Set of tasks –
1. Answer these questions from the article about the REU QUEST grant:
(a) How many students does the program take each summer?
(b) For how many years will the grant fund the program?
(c) Which students does the program target?
2. Please write out the stretch of the article about the REU QUEST grant from "Called REU QUEST" through "for three years.", word for word.

Extract provided –
━━━━

AWRI researcher gets major grant to teach research science
Posted on May 05, 2015
James McNair, a researcher and associate professor at Grand Valley’s Annis Water Resources Institute in Muskegon, has earned a major grant from the National Science Foundation that will fund a program that teaches students quantitative science and research skills.
Called REU QUEST (Research Experience for Undergraduates in Quantitative Environmental Science and Technology), the program takes 10 non-Grand Valley students each summer from universities that don’t offer research opportunities and gives them 10 weeks of intensive research experience in ecology, evolutionary biology and environmental science. The program also works to teach students quantitative skills that McNair said are essential to students who want to work in these fields.
The nearly $265,000 grant will fund the program for three years.
“Throughout the summer we will teach research skills, statistical methods and GIS techniques and give the students the tools they need to develop and complete a successful research project,” McNair said. “This program also provides them with professional development and training, and helps them learn more about how to function in a research environment.”
The program will also teach students about ethics in science, and provide a foundation that could help them pursue graduate degrees in science fields.
The program targets students who are traditionally underrepresented in the biological sciences.
“REU QUEST helps students get experience, get interested in research, and begin to think seriously about applying to graduate school in the biological sciences,” McNair said.
Students are recruited to the program from around the country. McNair hopes to have some of the student research projects published in peer-reviewed science journals. Faculty members from several departments, including AWRI, biology, biomedical science, and geography and planning are expected to participate.
“There are various components to the project and things we’re trying to achieve, but the main thing is individual student-oriented research projects with a lot of one-on-one faculty mentoring. We also want to foster peer-to-peer interactions,” McNair said.

━━━━

Supplied information –
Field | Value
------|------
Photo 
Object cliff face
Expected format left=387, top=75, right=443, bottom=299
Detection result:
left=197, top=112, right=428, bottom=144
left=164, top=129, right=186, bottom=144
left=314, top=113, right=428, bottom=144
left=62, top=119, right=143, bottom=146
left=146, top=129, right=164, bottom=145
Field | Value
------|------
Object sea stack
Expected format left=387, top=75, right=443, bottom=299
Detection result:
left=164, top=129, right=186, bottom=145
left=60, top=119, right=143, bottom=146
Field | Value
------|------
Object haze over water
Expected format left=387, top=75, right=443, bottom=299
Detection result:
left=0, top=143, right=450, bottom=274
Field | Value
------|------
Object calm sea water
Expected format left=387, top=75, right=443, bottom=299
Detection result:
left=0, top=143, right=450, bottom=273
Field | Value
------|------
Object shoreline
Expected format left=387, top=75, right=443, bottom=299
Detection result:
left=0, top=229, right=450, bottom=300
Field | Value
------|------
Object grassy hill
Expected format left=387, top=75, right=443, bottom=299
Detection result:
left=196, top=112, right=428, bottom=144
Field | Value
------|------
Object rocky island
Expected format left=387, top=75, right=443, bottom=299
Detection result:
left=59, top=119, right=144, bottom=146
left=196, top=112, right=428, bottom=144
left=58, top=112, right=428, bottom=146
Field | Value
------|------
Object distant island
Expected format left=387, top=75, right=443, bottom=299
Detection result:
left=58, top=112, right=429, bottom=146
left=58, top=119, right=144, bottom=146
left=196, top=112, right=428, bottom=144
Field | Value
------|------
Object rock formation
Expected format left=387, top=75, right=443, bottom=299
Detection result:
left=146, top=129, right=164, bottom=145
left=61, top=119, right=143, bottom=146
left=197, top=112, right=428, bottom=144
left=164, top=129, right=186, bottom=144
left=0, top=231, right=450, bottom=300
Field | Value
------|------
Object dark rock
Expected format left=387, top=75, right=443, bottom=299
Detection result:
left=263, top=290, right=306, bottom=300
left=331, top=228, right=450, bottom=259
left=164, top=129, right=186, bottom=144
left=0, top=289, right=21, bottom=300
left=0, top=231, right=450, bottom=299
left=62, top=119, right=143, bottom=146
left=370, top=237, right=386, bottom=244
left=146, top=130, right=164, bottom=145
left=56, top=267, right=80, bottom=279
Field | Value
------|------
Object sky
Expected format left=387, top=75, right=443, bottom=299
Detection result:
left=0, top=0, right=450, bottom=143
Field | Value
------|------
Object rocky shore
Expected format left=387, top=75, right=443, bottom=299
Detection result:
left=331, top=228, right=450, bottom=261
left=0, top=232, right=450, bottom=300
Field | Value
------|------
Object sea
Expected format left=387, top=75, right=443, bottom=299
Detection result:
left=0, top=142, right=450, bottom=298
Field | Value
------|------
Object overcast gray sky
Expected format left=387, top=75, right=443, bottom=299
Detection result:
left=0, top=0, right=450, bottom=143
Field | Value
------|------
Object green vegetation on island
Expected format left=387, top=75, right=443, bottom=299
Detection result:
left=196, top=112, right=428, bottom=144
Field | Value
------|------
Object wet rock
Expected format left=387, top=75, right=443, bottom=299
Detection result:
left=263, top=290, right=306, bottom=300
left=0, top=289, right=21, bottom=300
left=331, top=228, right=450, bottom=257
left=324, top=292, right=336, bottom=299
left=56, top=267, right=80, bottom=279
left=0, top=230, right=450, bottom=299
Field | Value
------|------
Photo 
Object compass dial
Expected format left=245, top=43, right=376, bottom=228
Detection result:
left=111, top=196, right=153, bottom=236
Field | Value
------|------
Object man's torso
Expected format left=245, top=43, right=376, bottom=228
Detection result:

━━━━

Solutions for each task –
1.
(a) 10 non-Grand Valley students
(b) Three years
(c) Students who are traditionally underrepresented in the biological sciences

2.
Called REU QUEST (Research Experience for Undergraduates in Quantitative Environmental Science and Technology), the program takes 10 non-Grand Valley students each summer from universities that don’t offer research opportunities and gives them 10 weeks of intensive research experience in ecology, evolutionary biology and environmental science. The program also works to teach students quantitative skills that McNair said are essential to students who want to work in these fields.
The nearly $265,000 grant will fund the program for three years.